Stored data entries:
>>
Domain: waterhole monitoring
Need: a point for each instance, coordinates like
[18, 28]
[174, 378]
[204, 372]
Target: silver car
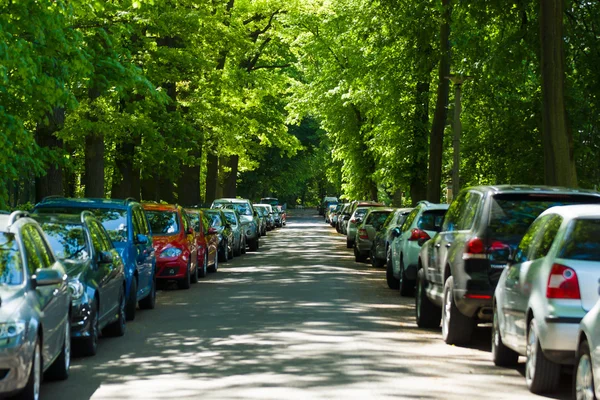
<<
■ THE PROBLEM
An exact reprint of every record is required, with the pictures omitted.

■ FINISHED TASK
Domain: waterhole monitoring
Need: a point for each instance, coordinates like
[18, 28]
[174, 378]
[204, 372]
Target: silver car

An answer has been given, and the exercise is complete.